Start of Selected passage

I knew some of the guys in the Nation of Islam and through them got to know Muhammad Ali. This was in the mid-’70s, after he had regained his title in Zaire in 1974—a fight I had attended as part of James Brown’s entourage. Whenever Ali came through New York, I would spend time with him.
In 1977, Ali was in training for his fight against the hard-hitting Earnie Shavers at Madison Square Garden. It would turn out to be his last fight at the Garden, the fight before he lost the title to Leon Spinks five months later. Ali, then thirty-five, would wake up before dawn to run around the Central Park reservoir, the large, scenic lake that sits in the middle of the park. The one-and-a-half-mile track around the reservoir has been a popular jogging site for celebrities and everyday New Yorkers for years, and it has even been featured in movies.
“I’m going runnin’ in the morning, you going with me?” Ali asked me one day.
I nodded eagerly, thrilled to get a chance to “train” with the champ. I was in my early twenties, old enough to think I might be able to keep up with him for a minute.
The next morning, I stumbled out of bed in the wee hours, the night sky still blanketing the city. I put on my sneakers and got on an empty subway train in Brooklyn. I met the champ and his entourage at the Statler Hilton in Midtown, now the Hotel Pennsylvania, across the street from Madison Square Garden. We were whisked up to Central Park, the city streets still relatively quiet.
I noticed that Ali was wearing heavy brogan boots, which I thought odd since we were going running.
“Why are you wearing boots?” I asked him.
“It makes my legs stronger,” he said.
He was also coated in Albolene cream, which he told me made him sweat.
“All right, Champ, twenty-two minutes,” his trainer, Angelo Dundee, announced.
So Ali started running. And I started running, too. Very quickly, I was behind him, huffing, trying to last as long as I could. He was well ahead of me, but I pushed myself to keep going. By the time the champ had gone around the reservoir about two times, he started clocking Dundee’s twenty-two minutes. I was confused.

End of Selected passage
Start of Data

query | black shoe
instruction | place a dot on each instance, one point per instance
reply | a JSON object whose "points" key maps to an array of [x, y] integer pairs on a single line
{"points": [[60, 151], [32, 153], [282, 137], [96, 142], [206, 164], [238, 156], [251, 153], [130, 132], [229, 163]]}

End of Data

• **The tasks**:
a – In the passage about running with Muhammad Ali, what did Ali say the Albolene cream did for him?
b – Rewrite everything from "He was also" down to "I was confused." in the passage about running with Muhammad Ali, with "petroleum jelly" in place of "Albolene cream".

• **Per-task answers**:
a – It made him sweat.

b –
He was also coated in petroleum jelly, which he told me made him sweat.
“All right, Champ, twenty-two minutes,” his trainer, Angelo Dundee, announced.
So Ali started running. And I started running, too. Very quickly, I was behind him, huffing, trying to last as long as I could. He was well ahead of me, but I pushed myself to keep going. By the time the champ had gone around the reservoir about two times, he started clocking Dundee’s twenty-two minutes. I was confused.